Task ▸ Retype each of the following records word for word, leaving out the pictures.

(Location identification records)
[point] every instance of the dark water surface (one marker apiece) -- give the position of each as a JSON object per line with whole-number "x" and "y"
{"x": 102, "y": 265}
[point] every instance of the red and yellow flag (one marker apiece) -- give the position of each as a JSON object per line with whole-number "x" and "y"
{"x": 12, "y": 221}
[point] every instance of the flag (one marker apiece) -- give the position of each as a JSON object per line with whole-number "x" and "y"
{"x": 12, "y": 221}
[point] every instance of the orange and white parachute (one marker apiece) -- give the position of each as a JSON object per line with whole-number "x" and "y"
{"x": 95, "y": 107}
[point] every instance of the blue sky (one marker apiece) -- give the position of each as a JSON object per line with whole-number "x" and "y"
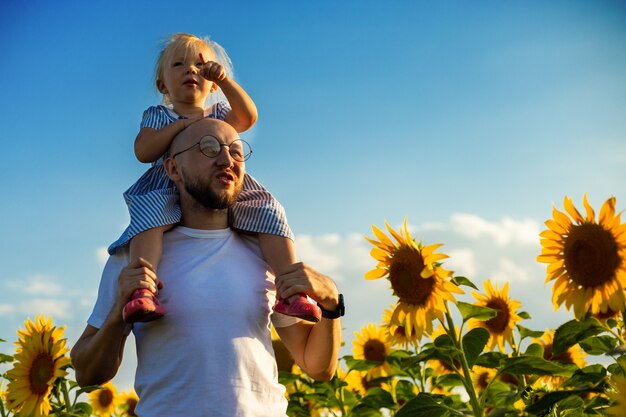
{"x": 470, "y": 118}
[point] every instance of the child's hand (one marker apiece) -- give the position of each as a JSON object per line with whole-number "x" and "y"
{"x": 212, "y": 71}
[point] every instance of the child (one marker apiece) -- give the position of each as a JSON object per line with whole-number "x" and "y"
{"x": 188, "y": 70}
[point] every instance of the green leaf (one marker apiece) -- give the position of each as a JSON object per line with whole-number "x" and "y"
{"x": 572, "y": 332}
{"x": 422, "y": 405}
{"x": 469, "y": 311}
{"x": 405, "y": 391}
{"x": 598, "y": 345}
{"x": 365, "y": 411}
{"x": 534, "y": 349}
{"x": 448, "y": 380}
{"x": 588, "y": 376}
{"x": 359, "y": 364}
{"x": 546, "y": 402}
{"x": 378, "y": 398}
{"x": 84, "y": 409}
{"x": 527, "y": 365}
{"x": 491, "y": 359}
{"x": 524, "y": 332}
{"x": 616, "y": 369}
{"x": 458, "y": 281}
{"x": 474, "y": 343}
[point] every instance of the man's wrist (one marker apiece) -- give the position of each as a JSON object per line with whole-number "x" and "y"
{"x": 337, "y": 310}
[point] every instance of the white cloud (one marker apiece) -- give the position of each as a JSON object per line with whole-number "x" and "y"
{"x": 58, "y": 309}
{"x": 506, "y": 232}
{"x": 462, "y": 262}
{"x": 6, "y": 309}
{"x": 37, "y": 284}
{"x": 102, "y": 255}
{"x": 480, "y": 249}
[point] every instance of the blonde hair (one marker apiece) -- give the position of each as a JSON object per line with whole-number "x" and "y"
{"x": 192, "y": 45}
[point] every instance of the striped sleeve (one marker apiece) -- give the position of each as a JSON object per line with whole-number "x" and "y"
{"x": 220, "y": 110}
{"x": 155, "y": 117}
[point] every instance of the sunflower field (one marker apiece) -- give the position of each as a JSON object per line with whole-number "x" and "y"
{"x": 431, "y": 354}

Full output ▸
[point] every instance of the dark water surface (one marker apiece) -- give the position of each as a JSON object per line with whole-number "x" and "y"
{"x": 102, "y": 265}
[point] every instance of the red and yellow flag (one marker apiece) -- give the position of each as a JSON object per line with whole-number "x" and "y"
{"x": 12, "y": 221}
[point] every instance of the flag (one marker apiece) -- give the position of each as a JSON object per line with whole-number "x" and "y"
{"x": 12, "y": 221}
[point] every instance of the orange and white parachute (one marker apiece) -- give the position of each as a JSON object per line with whole-number "x" and "y"
{"x": 95, "y": 107}
[point] every instance of the blue sky (one marker apiece) -- give the position of each as a JSON object per line with whole-number "x" and "y"
{"x": 470, "y": 118}
[point] every instance of the child's hand (one marker apiece) -- give the position of each as a JSON object per line with whole-number "x" and "y"
{"x": 212, "y": 71}
[point] every instance of the child (one marker apiece) -- give the position of each as a JSON object per line with whole-number "x" and "y"
{"x": 188, "y": 70}
[point] every instance of the green leaf (one marker apiece) -- give the position of each as a JSON object per line with whole-number "x" and "y"
{"x": 572, "y": 332}
{"x": 422, "y": 405}
{"x": 469, "y": 311}
{"x": 405, "y": 391}
{"x": 598, "y": 345}
{"x": 365, "y": 411}
{"x": 534, "y": 349}
{"x": 448, "y": 380}
{"x": 588, "y": 376}
{"x": 359, "y": 364}
{"x": 546, "y": 402}
{"x": 378, "y": 398}
{"x": 84, "y": 409}
{"x": 527, "y": 365}
{"x": 491, "y": 359}
{"x": 524, "y": 332}
{"x": 616, "y": 369}
{"x": 458, "y": 281}
{"x": 474, "y": 343}
[point] every instance of the man's wrist (one marker apiece) -- give the position of each as a JSON object per line with whole-number "x" and "y"
{"x": 337, "y": 310}
[point] every instance of the white cloud (one marker apiece) -- give the position of each as a JSON object per line with whole-number "x" and "y"
{"x": 58, "y": 309}
{"x": 506, "y": 232}
{"x": 462, "y": 262}
{"x": 6, "y": 309}
{"x": 37, "y": 284}
{"x": 102, "y": 255}
{"x": 480, "y": 249}
[point] every instance of the blonde hair (one marker apiece) -- give the position of each as a JSON object per line with whole-number "x" and "y"
{"x": 192, "y": 45}
[point] every instance of the striped sleeve (one marker apiece) -- give the position of each as a JSON object per line with whole-number "x" and "y"
{"x": 220, "y": 110}
{"x": 155, "y": 117}
[point] every instance of the sunflower field (one marker apiece) -- give the position of each as a JSON object per line with whole-number "x" and "y"
{"x": 431, "y": 354}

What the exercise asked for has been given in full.